Rows:

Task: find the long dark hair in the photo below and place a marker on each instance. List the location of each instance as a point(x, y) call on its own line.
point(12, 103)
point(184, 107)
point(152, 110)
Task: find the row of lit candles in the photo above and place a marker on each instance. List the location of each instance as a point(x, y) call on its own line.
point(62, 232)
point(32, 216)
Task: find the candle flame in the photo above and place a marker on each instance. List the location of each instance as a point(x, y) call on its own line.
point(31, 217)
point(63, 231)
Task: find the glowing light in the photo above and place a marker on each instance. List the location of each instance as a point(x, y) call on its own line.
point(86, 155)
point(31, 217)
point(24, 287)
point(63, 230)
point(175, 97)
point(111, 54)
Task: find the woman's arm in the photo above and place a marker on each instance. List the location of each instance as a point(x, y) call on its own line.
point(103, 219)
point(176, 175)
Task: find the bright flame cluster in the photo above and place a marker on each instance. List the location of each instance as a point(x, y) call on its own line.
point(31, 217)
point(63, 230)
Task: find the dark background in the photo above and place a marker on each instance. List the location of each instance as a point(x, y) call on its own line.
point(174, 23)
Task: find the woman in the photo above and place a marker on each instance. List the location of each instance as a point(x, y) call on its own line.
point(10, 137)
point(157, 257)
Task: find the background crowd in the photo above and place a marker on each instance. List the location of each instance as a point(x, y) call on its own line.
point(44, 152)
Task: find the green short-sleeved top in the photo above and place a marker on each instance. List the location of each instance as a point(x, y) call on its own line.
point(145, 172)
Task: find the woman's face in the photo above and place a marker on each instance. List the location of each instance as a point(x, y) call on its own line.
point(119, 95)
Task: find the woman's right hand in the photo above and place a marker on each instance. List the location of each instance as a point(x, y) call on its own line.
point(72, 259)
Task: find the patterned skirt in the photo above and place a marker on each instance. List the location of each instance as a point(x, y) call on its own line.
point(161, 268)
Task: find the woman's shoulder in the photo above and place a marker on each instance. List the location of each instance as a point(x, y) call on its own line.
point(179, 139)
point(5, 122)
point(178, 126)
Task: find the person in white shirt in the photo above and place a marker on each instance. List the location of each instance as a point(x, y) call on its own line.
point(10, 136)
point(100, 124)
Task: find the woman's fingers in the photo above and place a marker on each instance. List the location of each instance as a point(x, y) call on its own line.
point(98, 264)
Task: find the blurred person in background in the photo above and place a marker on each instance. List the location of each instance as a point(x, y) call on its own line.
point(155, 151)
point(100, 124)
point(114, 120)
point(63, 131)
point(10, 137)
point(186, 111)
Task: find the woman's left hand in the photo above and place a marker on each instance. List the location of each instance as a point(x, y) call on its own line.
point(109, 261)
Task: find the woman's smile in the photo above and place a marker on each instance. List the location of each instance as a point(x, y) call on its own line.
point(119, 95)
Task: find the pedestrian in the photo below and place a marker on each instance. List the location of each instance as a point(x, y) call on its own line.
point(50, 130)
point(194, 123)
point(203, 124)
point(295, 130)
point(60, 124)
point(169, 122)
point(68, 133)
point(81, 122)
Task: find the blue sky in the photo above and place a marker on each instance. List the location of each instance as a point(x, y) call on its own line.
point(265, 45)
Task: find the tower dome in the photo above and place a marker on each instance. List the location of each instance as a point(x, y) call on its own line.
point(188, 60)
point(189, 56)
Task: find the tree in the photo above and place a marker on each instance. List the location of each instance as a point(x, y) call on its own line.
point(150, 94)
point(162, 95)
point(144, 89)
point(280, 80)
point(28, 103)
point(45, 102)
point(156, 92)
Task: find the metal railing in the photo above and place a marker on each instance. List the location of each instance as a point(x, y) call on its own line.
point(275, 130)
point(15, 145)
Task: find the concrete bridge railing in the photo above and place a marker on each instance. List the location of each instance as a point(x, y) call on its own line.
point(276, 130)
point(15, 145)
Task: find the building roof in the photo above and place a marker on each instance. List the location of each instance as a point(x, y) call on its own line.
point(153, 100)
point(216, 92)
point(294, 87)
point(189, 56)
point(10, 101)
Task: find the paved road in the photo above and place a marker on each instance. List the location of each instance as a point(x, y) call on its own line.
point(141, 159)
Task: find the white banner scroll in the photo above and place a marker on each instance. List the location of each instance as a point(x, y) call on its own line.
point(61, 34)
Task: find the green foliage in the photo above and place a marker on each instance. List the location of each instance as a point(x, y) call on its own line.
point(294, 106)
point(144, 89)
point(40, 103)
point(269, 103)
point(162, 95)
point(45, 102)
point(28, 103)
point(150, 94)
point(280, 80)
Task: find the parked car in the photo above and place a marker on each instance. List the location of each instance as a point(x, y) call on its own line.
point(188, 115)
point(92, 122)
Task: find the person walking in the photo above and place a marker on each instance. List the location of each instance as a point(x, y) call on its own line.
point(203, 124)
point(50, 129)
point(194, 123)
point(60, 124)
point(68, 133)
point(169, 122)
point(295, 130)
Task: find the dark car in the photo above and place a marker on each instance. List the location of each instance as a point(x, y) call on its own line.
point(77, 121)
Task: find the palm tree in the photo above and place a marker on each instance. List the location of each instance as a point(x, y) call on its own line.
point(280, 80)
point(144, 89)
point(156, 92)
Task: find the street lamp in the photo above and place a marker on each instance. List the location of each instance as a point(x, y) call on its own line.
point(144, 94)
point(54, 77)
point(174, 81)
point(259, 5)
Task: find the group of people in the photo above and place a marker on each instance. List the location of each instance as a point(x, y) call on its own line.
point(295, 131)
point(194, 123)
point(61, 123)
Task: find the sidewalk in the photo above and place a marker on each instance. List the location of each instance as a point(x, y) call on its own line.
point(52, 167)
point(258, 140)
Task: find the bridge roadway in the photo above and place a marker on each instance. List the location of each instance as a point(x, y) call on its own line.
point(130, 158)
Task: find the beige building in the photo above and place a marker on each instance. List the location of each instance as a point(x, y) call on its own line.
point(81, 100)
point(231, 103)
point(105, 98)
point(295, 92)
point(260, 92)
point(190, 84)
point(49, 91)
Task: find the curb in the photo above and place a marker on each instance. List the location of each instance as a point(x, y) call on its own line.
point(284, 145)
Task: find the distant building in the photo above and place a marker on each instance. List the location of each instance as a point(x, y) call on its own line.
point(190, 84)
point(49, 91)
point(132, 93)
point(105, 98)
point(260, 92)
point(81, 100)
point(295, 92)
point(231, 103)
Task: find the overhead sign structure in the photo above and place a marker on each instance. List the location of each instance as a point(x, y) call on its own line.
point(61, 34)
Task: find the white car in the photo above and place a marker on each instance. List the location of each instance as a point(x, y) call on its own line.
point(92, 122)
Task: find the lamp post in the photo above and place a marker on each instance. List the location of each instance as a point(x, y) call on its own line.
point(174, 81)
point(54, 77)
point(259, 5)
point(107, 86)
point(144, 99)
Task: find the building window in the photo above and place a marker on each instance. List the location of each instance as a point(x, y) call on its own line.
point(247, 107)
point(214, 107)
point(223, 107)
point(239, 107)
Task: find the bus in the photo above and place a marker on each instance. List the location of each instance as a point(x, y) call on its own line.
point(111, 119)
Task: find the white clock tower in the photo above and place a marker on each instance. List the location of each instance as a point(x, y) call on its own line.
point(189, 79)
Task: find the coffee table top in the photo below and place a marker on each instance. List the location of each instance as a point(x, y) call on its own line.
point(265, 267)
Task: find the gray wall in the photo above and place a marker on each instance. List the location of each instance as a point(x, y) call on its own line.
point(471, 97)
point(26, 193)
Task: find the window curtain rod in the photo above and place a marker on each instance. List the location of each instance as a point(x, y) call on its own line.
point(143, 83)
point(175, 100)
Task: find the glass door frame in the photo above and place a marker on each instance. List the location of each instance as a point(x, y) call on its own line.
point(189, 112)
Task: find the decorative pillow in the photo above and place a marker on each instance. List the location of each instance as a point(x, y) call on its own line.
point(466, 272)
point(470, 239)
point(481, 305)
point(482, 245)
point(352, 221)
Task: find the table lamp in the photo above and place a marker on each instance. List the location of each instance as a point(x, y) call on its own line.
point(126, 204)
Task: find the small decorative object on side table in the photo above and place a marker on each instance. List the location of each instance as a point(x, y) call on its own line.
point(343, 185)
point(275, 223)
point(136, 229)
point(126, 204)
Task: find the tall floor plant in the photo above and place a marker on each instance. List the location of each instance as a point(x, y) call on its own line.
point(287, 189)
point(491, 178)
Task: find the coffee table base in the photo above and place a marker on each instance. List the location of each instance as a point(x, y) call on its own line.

What needs to be done: Pull out the rows above from the line with "Task: find the woman's fingers" up to and including the line with "point(265, 45)", reproducing each line unchanged.

Exercise answer:
Task: find the woman's fingers in the photo above and place a marker on each instance. List the location of each instance as a point(x, y) call on its own line.
point(98, 264)
Task: find the blurred person in background in the photo above and place a marker on each instance. List the location of each instance as a point(x, y) call on its own line.
point(155, 151)
point(100, 124)
point(114, 120)
point(63, 131)
point(10, 137)
point(186, 111)
Task: find the woman's left hand in the photo above and place a marker on each instance. List the location of each instance as a point(x, y) call on its own line.
point(109, 261)
Task: find the woman's smile in the photo above and place a marker on each instance. List the location of each instance as a point(x, y) call on its own line.
point(119, 95)
Task: find the pedestrian in the photo below and place a marker on each instance. List the location of each instance as a point(x, y) call on its own line.
point(50, 130)
point(194, 123)
point(203, 124)
point(295, 130)
point(60, 124)
point(169, 122)
point(68, 133)
point(81, 122)
Task: find the blue sky in the photo above and place a marker on each instance. List the location of each instance as a point(x, y) call on its own line.
point(265, 45)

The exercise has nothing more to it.